- **GOALS**
1 - Summarize the emissions gap passage in two sentences.
2 - According to the emissions gap passage, why are sulphur dioxide and organic carbon not targeted by SLCP reduction strategies?
3 - Pick up the emissions gap passage after its final sentence and keep writing it.

- **SELECTED PASSAGE**
The goal of the Paris Agreement on climate change, as agreed at the Conference of the Parties in 2015, is to keep global temperature rise this century to well below 2 degrees Celsius above pre-industrial levels. It also calls for efforts to limit the temperature increase even further to 1.5 degrees Celsius.

The ‘emissions gap’ is the difference between the emission trajectories resulting from implementation of Nationally Determined Contributions (NDCs), and the trajectories associated with emission scenarios that are consistent with temperature targets, such as the 2°C target. This chapter outlines the opportunities to reduce the emissions gap afforded by limiting emissions of short-lived climate pollutants (SLCPs).

Johan C.I. Kuylenstierna / Published on 1 November 2017
Citation

UNEP (2017). The Emissions Gap Report 2017. United Nations Environment Programme (UNEP), Nairobi

Strategies to reduce SLCPs will typically target methane, tropospheric ozone, black carbon and hydrofluorocarbons. Other short-lived climate forcers, such as sulphur dioxide and organic carbon, lead to cooling and are therefore not targeted. These SLCP reduction strategies will sometimes affect only a single pollutant, for example intermittent rice irrigation affects methane alone. Nonetheless, most strategies to reduce SLCPs will affect multiple pollutants. It follows that an evaluation of mitigation measures must examine emissions of both long-lived GHGs and all SLCPs, to assess the net impact on warming.

(Records excerpted from a collection)
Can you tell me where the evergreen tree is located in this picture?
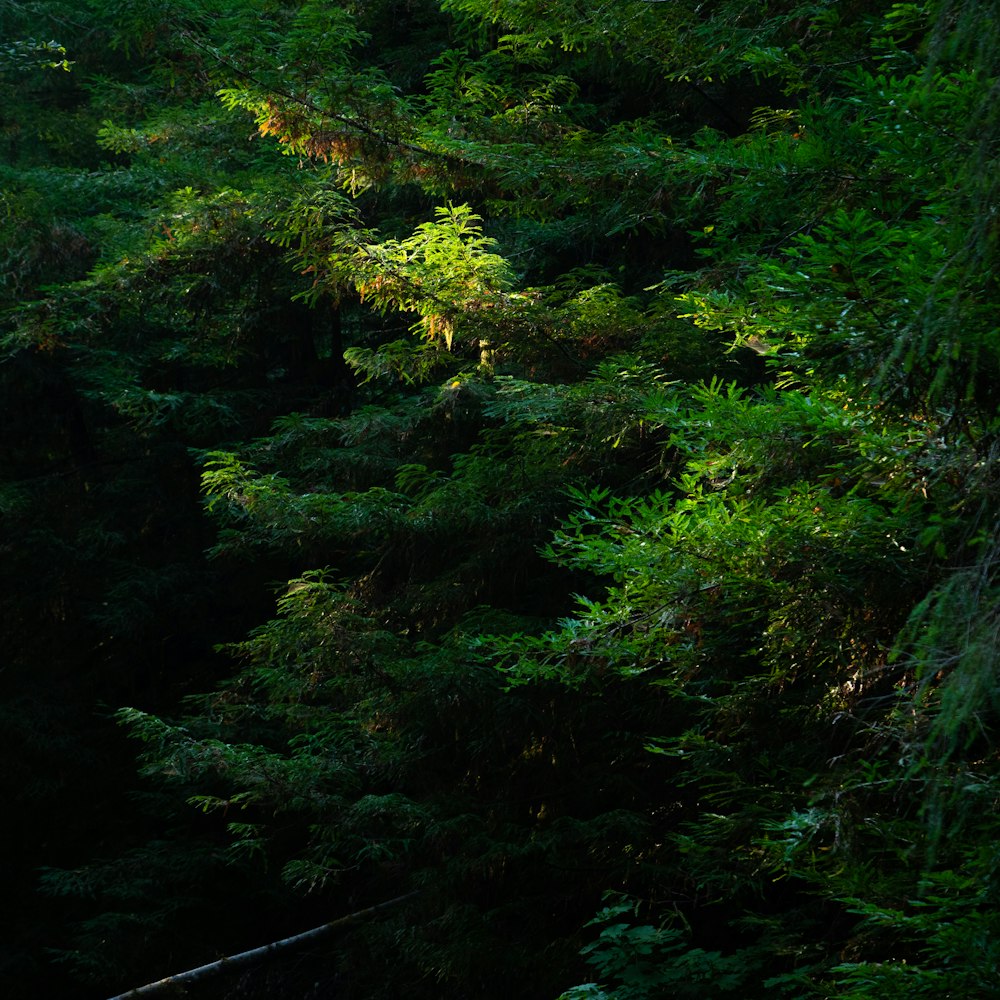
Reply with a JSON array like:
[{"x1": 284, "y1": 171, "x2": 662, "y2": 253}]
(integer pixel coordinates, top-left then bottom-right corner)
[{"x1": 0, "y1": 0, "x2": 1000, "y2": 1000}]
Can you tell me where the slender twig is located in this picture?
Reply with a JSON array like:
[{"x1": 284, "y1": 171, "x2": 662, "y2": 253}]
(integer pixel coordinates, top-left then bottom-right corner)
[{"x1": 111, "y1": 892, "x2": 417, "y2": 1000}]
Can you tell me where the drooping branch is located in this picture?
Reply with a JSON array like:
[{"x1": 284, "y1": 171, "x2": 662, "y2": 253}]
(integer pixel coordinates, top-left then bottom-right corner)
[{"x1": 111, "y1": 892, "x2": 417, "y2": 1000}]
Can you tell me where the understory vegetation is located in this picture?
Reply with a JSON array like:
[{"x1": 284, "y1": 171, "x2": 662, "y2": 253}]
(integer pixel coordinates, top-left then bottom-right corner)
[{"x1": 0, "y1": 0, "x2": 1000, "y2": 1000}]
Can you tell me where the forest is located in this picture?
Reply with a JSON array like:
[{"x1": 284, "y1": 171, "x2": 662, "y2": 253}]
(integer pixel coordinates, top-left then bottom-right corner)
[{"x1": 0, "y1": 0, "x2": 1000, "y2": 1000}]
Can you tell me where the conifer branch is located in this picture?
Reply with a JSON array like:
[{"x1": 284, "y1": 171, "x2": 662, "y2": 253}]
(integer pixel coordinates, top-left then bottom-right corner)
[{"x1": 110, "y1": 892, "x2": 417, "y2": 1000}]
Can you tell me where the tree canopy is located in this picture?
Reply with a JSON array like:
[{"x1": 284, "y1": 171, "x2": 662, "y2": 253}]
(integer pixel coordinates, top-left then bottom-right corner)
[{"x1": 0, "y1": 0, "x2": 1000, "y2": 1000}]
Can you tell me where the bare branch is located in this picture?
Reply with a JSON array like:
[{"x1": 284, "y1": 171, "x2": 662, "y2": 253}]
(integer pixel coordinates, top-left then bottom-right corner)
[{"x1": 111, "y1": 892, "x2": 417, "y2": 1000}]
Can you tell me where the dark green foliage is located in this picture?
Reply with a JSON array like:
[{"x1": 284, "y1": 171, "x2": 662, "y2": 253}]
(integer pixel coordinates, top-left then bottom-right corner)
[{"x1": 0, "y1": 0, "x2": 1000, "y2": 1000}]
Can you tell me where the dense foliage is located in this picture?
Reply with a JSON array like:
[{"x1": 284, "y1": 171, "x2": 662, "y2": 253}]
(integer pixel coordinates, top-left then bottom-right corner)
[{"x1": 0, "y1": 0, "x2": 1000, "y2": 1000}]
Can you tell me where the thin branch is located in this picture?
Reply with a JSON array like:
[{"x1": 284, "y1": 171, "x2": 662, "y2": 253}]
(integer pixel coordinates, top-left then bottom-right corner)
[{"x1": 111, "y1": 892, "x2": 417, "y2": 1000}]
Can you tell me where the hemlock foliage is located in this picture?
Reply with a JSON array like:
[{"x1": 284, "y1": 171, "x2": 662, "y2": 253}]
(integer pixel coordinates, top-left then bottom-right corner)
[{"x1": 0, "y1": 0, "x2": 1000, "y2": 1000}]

- **ANSWER LIST**
1 - The Paris Agreement aims to keep this century's global temperature rise well below 2 degrees Celsius above pre-industrial levels, and the emissions gap is the difference between emission trajectories under Nationally Determined Contributions and those consistent with such targets. Limiting short-lived climate pollutants such as methane, tropospheric ozone, black carbon and hydrofluorocarbons offers opportunities to reduce this gap, but because most strategies affect several pollutants, their net warming impact must be assessed by examining both long-lived GHGs and all SLCPs.

2 - They lead to cooling.

3 -
Sustained SLCP reduction strategies can help limit long-term warming, especially when combined with CO2 reduction, and therefore contribute to closing the emissions gap.

About the report

The UN Environment Emissions Gap Report 2017 presents an assessment of current national mitigation efforts and the ambitions countries have presented in their Nationally Determined Contributions, which form the foundation of the Paris Agreement.

The report has been prepared by an international team of leading scientists, assessing all available information. The governments of countries mentioned specifically in the report have been invited to comment on the specific assessment findings; independent experts have also been invited to review the different chapters.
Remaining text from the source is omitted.